◆ AIM OF THE TASK ◆
Between the line containing "Query: electrical outlet" and the line containing "Might I ask you to point at the light switch" lies a run of lines; give that run again exactly, with both of those lines, and nothing else from the entries below.

◆ LISTED RECORDS ◆

_ _ _ _ _ _ _

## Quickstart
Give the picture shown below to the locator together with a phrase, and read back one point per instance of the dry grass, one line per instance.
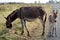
(6, 10)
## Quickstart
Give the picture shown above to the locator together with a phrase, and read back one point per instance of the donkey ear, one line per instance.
(5, 18)
(56, 11)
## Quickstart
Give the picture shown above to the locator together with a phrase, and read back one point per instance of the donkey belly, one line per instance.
(30, 19)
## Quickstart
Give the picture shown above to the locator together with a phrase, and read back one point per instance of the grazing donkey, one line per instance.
(52, 23)
(25, 14)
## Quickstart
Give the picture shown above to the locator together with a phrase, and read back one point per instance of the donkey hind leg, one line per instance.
(43, 30)
(26, 28)
(43, 26)
(55, 31)
(22, 22)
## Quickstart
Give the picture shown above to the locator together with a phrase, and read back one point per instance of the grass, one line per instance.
(6, 10)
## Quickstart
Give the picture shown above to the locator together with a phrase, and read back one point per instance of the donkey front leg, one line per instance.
(26, 28)
(22, 22)
(43, 30)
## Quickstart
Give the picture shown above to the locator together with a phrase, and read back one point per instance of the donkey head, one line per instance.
(55, 13)
(8, 23)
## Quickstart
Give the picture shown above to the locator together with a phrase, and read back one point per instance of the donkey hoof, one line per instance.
(28, 35)
(42, 35)
(21, 33)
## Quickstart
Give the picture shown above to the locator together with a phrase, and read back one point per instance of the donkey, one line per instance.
(52, 23)
(26, 14)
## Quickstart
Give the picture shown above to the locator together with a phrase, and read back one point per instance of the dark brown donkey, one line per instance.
(25, 14)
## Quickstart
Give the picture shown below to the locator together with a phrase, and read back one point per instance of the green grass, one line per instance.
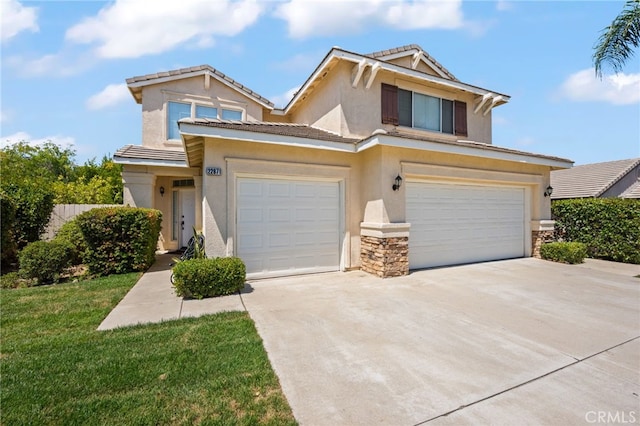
(57, 369)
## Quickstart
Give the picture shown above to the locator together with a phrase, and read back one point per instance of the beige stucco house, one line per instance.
(381, 161)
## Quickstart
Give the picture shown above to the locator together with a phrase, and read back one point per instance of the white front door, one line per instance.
(287, 227)
(454, 224)
(187, 215)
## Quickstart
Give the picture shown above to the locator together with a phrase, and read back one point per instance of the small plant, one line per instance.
(13, 280)
(564, 252)
(70, 233)
(199, 278)
(44, 261)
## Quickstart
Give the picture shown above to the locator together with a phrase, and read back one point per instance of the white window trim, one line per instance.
(440, 98)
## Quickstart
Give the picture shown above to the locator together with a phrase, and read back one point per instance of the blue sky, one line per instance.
(64, 64)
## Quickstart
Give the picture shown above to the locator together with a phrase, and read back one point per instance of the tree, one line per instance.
(616, 43)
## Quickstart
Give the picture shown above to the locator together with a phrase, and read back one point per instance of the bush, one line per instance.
(610, 227)
(12, 280)
(564, 252)
(70, 233)
(199, 278)
(119, 239)
(7, 224)
(44, 261)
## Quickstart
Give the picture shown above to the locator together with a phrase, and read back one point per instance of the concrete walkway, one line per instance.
(153, 299)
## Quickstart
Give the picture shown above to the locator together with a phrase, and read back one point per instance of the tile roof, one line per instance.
(474, 144)
(408, 48)
(137, 152)
(283, 129)
(589, 180)
(203, 69)
(632, 192)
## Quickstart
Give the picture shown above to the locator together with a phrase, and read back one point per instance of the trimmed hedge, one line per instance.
(71, 233)
(199, 278)
(564, 252)
(44, 261)
(610, 227)
(119, 239)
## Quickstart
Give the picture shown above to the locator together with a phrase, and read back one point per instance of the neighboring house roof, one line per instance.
(632, 192)
(589, 180)
(135, 84)
(136, 154)
(418, 53)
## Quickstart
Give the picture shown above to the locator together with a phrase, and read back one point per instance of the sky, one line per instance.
(64, 63)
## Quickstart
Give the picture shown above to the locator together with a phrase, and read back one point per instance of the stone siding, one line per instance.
(538, 238)
(385, 257)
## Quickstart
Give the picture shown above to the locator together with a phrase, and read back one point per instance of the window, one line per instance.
(230, 114)
(206, 112)
(177, 111)
(412, 109)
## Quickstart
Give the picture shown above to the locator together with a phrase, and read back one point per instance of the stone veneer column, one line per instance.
(384, 249)
(542, 231)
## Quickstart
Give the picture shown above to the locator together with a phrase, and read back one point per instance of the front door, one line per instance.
(187, 215)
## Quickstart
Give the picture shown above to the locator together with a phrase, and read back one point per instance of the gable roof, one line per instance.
(366, 68)
(136, 84)
(418, 53)
(136, 154)
(589, 180)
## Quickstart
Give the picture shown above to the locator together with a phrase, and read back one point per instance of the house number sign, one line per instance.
(214, 171)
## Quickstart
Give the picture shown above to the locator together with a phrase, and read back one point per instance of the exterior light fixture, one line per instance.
(396, 185)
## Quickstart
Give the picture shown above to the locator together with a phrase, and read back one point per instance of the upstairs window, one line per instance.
(406, 108)
(179, 110)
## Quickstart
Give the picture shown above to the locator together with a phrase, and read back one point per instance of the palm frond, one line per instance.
(617, 42)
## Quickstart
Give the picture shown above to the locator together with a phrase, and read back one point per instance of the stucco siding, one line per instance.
(190, 90)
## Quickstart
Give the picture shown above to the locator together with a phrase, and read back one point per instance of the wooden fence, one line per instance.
(62, 213)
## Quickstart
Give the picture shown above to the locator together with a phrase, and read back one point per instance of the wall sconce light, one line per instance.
(396, 185)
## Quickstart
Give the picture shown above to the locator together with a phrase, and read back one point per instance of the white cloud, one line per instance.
(16, 18)
(283, 99)
(130, 29)
(503, 5)
(619, 89)
(62, 141)
(307, 18)
(111, 95)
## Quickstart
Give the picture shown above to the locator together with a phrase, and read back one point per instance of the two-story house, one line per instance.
(381, 161)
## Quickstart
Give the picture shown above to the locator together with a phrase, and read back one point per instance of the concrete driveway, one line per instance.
(512, 342)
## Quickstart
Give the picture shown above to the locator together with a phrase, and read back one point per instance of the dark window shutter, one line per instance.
(389, 104)
(461, 118)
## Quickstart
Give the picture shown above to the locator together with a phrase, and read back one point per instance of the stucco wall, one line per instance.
(192, 90)
(366, 179)
(336, 106)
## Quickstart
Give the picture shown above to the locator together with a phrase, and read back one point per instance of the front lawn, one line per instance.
(57, 369)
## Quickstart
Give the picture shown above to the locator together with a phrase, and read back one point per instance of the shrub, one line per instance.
(44, 261)
(70, 233)
(12, 280)
(7, 218)
(610, 227)
(199, 278)
(119, 239)
(564, 252)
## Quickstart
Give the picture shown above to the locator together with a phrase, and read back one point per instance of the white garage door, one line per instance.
(287, 227)
(454, 224)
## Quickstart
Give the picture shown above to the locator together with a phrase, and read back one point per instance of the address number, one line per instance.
(214, 171)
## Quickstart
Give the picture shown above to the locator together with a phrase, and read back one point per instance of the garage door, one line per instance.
(454, 224)
(287, 227)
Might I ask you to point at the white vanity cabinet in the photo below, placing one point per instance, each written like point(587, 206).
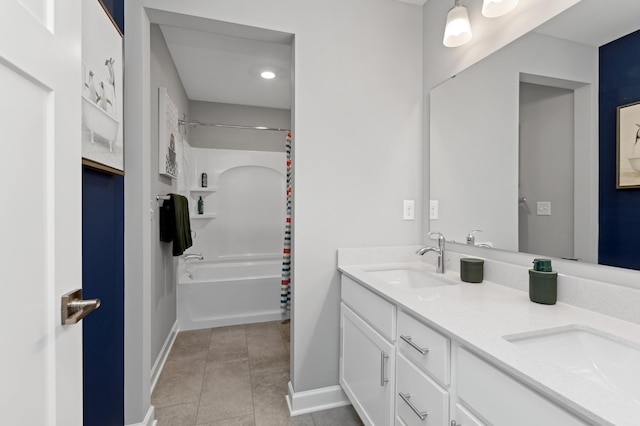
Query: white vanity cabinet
point(367, 354)
point(423, 374)
point(501, 400)
point(397, 370)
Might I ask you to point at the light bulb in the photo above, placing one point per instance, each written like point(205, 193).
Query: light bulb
point(267, 75)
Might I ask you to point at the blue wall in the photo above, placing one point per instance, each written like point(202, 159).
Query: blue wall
point(116, 9)
point(103, 278)
point(619, 208)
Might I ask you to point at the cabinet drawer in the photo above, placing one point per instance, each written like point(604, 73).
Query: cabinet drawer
point(464, 418)
point(502, 400)
point(379, 313)
point(426, 396)
point(436, 358)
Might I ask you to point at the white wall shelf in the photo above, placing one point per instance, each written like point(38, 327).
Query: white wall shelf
point(205, 216)
point(202, 192)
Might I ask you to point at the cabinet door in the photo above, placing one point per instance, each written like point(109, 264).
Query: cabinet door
point(367, 366)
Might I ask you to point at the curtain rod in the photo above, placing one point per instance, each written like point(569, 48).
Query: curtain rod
point(229, 126)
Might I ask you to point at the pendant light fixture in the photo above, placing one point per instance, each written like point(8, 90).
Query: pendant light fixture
point(458, 29)
point(495, 8)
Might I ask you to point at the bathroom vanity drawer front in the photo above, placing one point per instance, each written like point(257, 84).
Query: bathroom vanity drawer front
point(374, 309)
point(419, 399)
point(501, 400)
point(464, 418)
point(426, 348)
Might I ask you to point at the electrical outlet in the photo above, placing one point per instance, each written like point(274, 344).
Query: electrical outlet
point(408, 210)
point(433, 209)
point(543, 208)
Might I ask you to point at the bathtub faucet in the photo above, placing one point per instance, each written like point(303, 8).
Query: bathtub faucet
point(193, 256)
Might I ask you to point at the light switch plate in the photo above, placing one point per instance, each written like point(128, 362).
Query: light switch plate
point(433, 209)
point(543, 208)
point(408, 210)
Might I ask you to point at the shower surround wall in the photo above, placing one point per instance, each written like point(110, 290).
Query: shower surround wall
point(240, 236)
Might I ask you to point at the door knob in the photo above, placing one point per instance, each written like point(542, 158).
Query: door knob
point(74, 308)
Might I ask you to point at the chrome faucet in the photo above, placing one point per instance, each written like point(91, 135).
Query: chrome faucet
point(439, 250)
point(193, 256)
point(471, 239)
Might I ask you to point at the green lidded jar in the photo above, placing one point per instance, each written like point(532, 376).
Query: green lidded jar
point(543, 283)
point(471, 270)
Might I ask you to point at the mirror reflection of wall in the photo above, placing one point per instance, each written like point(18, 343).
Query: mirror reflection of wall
point(477, 158)
point(474, 133)
point(546, 154)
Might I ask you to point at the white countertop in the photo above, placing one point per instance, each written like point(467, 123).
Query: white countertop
point(478, 316)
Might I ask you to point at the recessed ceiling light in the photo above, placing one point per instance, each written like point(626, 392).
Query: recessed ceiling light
point(267, 75)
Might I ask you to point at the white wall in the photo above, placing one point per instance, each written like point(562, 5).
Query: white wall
point(244, 115)
point(546, 170)
point(358, 111)
point(474, 135)
point(489, 35)
point(164, 265)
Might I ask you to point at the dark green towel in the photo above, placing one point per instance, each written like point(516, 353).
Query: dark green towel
point(174, 223)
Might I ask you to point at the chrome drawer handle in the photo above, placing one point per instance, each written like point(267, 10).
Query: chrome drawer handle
point(407, 339)
point(383, 379)
point(405, 397)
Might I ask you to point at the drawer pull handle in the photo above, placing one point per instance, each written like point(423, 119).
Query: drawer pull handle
point(405, 397)
point(407, 339)
point(383, 379)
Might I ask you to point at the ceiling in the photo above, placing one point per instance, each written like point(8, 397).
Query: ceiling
point(594, 22)
point(225, 68)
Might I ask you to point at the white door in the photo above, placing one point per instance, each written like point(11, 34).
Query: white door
point(40, 217)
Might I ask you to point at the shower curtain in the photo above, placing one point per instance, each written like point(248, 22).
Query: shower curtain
point(285, 287)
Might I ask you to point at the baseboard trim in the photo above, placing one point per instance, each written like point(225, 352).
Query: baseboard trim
point(315, 400)
point(162, 356)
point(149, 419)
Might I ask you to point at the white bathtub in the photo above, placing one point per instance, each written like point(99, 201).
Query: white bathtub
point(215, 294)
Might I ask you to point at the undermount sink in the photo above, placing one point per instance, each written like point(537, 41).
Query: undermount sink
point(408, 277)
point(603, 359)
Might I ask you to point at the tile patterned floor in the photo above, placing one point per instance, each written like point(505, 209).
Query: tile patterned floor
point(233, 376)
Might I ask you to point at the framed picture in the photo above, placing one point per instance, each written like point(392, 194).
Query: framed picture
point(628, 146)
point(168, 135)
point(102, 90)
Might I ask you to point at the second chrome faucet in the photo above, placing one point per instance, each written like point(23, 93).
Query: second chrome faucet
point(439, 249)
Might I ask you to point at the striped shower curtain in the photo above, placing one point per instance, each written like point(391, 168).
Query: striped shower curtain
point(285, 287)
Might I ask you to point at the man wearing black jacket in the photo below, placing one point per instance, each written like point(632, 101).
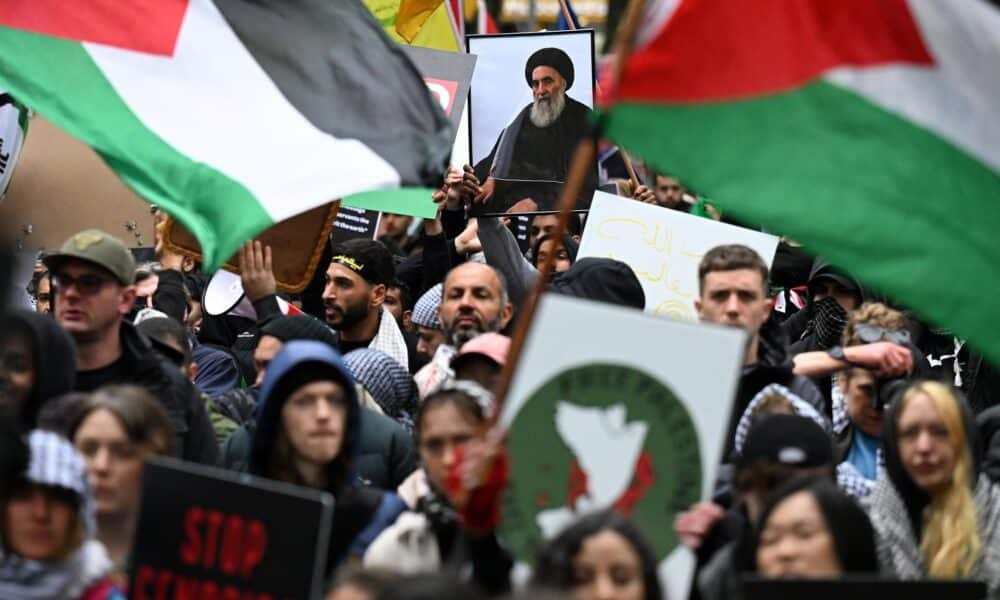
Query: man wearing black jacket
point(92, 283)
point(733, 291)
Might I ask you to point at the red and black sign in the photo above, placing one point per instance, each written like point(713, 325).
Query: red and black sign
point(208, 534)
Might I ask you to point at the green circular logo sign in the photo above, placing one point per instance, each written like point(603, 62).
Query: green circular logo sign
point(598, 436)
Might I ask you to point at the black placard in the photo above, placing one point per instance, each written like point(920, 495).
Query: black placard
point(208, 533)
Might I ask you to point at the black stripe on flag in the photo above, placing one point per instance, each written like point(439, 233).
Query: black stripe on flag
point(333, 62)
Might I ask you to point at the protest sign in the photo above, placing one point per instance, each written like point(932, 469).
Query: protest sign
point(208, 533)
point(355, 223)
point(526, 146)
point(663, 247)
point(447, 75)
point(627, 412)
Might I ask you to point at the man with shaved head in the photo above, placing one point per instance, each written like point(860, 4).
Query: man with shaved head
point(473, 301)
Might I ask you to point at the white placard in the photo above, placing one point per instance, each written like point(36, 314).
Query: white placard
point(623, 398)
point(663, 247)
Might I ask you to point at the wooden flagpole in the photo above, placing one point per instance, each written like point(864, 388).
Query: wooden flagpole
point(567, 16)
point(583, 159)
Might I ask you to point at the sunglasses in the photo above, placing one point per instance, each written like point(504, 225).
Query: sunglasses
point(87, 284)
point(870, 334)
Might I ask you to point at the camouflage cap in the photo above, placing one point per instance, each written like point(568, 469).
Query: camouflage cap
point(100, 248)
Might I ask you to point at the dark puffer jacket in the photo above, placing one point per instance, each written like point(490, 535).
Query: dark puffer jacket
point(54, 356)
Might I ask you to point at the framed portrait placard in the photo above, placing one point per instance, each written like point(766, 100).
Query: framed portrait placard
point(530, 103)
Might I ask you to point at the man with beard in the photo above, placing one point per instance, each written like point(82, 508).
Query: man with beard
point(357, 279)
point(473, 301)
point(538, 144)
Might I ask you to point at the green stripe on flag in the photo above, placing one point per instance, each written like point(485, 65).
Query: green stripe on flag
point(58, 79)
point(403, 201)
point(906, 211)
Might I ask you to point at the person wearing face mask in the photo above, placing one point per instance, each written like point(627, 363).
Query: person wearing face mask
point(308, 426)
point(115, 429)
point(432, 534)
point(934, 514)
point(37, 364)
point(48, 546)
point(602, 556)
point(809, 528)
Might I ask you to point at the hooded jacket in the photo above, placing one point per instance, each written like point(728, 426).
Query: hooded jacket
point(360, 514)
point(896, 509)
point(603, 280)
point(194, 438)
point(55, 362)
point(774, 365)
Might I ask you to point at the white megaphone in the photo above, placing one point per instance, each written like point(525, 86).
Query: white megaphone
point(224, 296)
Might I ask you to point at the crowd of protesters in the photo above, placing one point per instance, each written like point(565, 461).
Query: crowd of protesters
point(860, 441)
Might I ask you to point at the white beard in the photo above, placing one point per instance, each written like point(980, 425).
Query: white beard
point(544, 111)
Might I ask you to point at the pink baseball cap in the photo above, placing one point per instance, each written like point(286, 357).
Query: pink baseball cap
point(491, 345)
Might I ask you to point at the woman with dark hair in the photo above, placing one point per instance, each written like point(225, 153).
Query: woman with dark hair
point(432, 534)
point(308, 434)
point(115, 429)
point(809, 528)
point(565, 252)
point(935, 514)
point(47, 531)
point(37, 363)
point(602, 555)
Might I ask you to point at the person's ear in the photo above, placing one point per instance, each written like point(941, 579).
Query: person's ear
point(126, 300)
point(378, 294)
point(506, 315)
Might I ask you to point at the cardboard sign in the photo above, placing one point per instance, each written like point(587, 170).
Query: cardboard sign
point(447, 75)
point(209, 533)
point(355, 223)
point(611, 407)
point(663, 247)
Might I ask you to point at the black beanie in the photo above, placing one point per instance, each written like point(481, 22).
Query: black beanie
point(550, 57)
point(787, 440)
point(299, 327)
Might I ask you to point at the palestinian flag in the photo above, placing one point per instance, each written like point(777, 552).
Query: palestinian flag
point(231, 115)
point(868, 130)
point(13, 127)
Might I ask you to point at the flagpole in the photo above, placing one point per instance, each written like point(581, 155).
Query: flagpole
point(583, 160)
point(571, 23)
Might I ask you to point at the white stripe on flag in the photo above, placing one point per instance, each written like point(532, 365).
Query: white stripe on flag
point(956, 98)
point(214, 103)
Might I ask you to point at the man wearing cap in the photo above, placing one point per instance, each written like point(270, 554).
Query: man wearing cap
point(481, 359)
point(92, 283)
point(473, 301)
point(357, 279)
point(538, 144)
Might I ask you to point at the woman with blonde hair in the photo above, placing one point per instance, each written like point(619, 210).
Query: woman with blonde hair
point(935, 516)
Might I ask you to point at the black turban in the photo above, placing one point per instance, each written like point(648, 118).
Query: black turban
point(550, 57)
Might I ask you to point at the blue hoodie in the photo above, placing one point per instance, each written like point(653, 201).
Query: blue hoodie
point(297, 359)
point(360, 514)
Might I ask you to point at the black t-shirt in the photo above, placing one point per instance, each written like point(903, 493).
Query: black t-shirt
point(88, 381)
point(345, 346)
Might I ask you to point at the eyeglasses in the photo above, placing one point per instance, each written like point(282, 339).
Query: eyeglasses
point(870, 334)
point(86, 284)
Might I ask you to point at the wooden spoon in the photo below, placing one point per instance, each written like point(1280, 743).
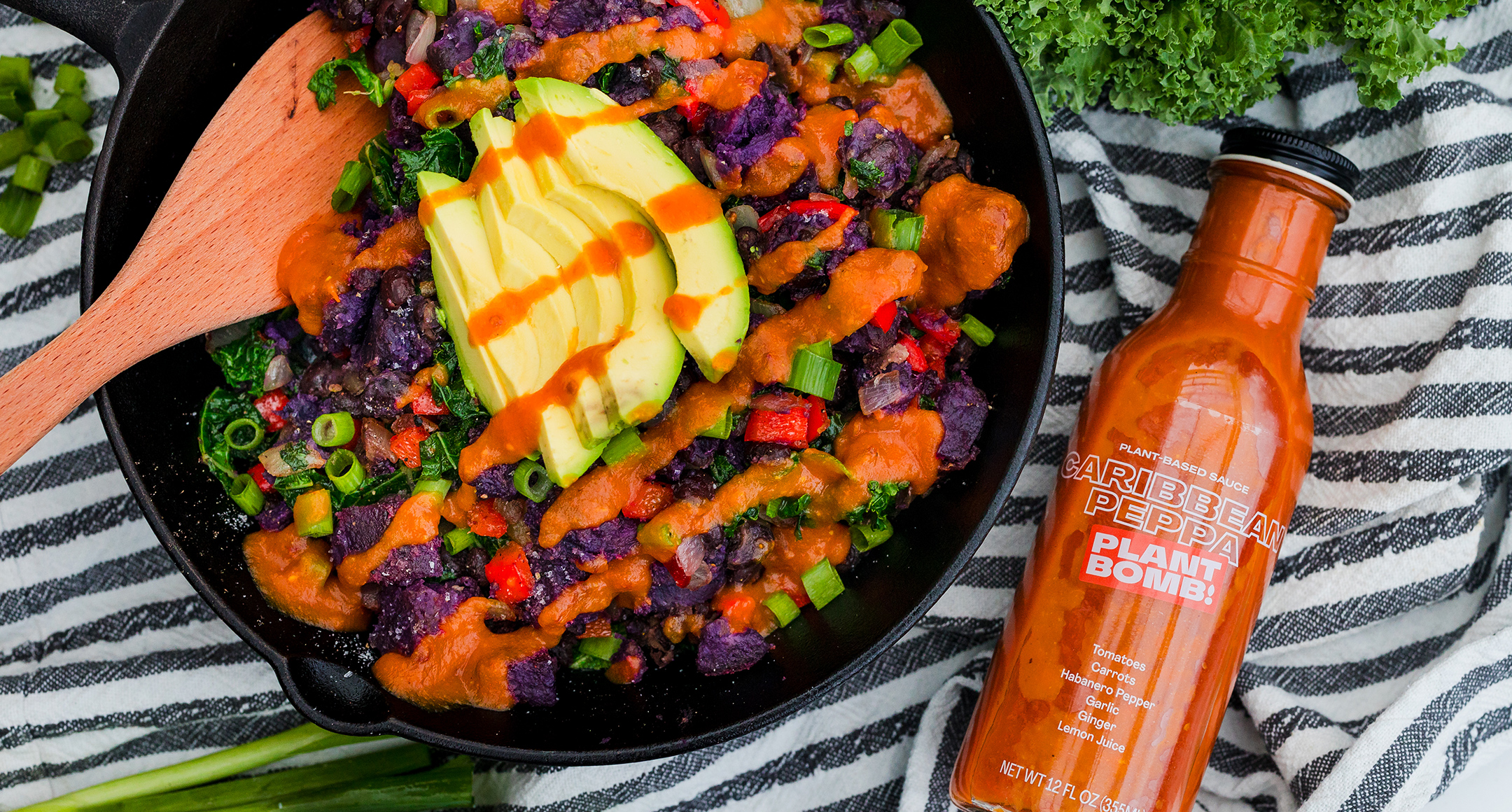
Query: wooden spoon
point(209, 258)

_ _ _ _ _ _ _

◆ SOLUTION FOR THIS TASK ◆
Query: electrical outlet
point(408, 210)
point(433, 209)
point(543, 208)
Might I ask you to point at the bathtub faucet in the photo above, placing one point per instance, each written like point(303, 8).
Query: bathtub faucet
point(193, 256)
Might I ask you to point at the light switch plate in the photo above, placing one point per instance, each written like point(128, 362).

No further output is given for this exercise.